Andre Ward kept himself in the pound-for-pound debate with smarts evident all over again this week when he trashed the World Boxing Council with skillful subtlety.
In saying no to a meaningless belt in a prepared statement Monday, Ward saved himself some future sanctioning fees and was rewarded with applause for a demonstration that represented no risk to him. Taking a stand against the WBC these days is little bit like saying you’re opposed to dirty water. Who isn’t?
Besides, what is a WBC Super Middleweight World Champion Emeritus Title anyway? Just a redundancy? Or a gold watch? Retired professors have titles that include emeritus. The unbeaten Ward is neither retired nor emeritus.
Ward is active, which was the real point to a move that was the rhetorical equivalent of former heavyweight champ Riddick Bowe dumping a WBC pea-soup green belt into a garbage can in 1992.

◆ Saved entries
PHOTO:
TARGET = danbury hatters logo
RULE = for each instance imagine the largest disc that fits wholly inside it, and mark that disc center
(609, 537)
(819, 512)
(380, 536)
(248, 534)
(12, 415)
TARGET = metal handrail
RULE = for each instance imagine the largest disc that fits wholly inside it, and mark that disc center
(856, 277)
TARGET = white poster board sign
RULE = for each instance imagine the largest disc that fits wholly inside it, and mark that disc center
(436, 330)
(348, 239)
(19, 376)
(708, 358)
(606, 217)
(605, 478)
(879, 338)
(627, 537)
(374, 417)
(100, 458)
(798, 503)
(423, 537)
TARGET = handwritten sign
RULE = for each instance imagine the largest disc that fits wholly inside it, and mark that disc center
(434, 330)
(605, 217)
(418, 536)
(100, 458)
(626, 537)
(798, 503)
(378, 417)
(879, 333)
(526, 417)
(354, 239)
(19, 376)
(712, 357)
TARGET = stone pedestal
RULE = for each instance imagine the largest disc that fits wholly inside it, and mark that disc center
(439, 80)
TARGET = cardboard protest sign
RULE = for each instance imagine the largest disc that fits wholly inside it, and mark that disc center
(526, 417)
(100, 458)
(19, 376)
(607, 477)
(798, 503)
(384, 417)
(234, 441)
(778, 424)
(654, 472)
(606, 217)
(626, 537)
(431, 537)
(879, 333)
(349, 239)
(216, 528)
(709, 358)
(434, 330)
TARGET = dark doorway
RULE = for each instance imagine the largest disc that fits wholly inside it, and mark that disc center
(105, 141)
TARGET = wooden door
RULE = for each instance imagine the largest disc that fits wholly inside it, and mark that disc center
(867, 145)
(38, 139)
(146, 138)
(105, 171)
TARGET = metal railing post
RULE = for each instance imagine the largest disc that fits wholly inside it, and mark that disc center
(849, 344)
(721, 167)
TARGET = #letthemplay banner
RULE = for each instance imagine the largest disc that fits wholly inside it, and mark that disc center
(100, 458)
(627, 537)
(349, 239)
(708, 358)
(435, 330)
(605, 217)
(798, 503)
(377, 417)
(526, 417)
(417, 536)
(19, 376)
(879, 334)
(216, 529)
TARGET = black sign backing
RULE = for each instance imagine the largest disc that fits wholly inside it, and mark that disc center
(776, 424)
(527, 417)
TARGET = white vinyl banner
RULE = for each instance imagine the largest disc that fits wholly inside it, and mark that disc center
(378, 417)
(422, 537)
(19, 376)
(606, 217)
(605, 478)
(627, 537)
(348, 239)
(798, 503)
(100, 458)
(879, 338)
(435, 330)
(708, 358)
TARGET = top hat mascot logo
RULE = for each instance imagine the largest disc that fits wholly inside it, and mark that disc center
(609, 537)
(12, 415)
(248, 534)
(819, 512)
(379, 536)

◆ Exercise instructions
Write the next part of the article about Andre Ward turning down the WBC emeritus title, starting right after its final sentence.

◆ Answer below
Pound-for-pound ratings are political. A debate, first-and-foremost. There’s not much chance that Floyd Mayweather Jr. will ever face Ward. With Mayweather at welterweight and Ward at super-middle, more than 20 pounds separate them. For now, fans and Showtime will just be happy if Mayweather agrees to fight Canelo Alvarez. To stay in the debate, however, you have to remind everybody you’re still in the game. Inactivity is a sure way to drift out of mind and out of contention.
Shoulder surgery in January limited Ward to only one fight – a victory over Chad Dawson more than eight months ago – since beating Carl Froch in December, 2011. If not emeritus, Ward wasn’t exactly active. Now, he plans to resume his career in September. The timing of his statement to the WBC coincides with his appearance Saturday in London as a ringside analyst for HBO’s telecast of the Froch-Mikkel Kessler rematch. He’s back in the headlines, back in the hunt and poised to re-assert himself in a race with Mayweather for pound-for-pound supremacy.
It’s still not clear who Ward will fight in September. But he has said he eventually wants Julio Cesar Chavez Jr., expected to face Brian Vera on August 3 in Mexico City. Chavez promoter Bob Arum also says he foresees a bout with Ward.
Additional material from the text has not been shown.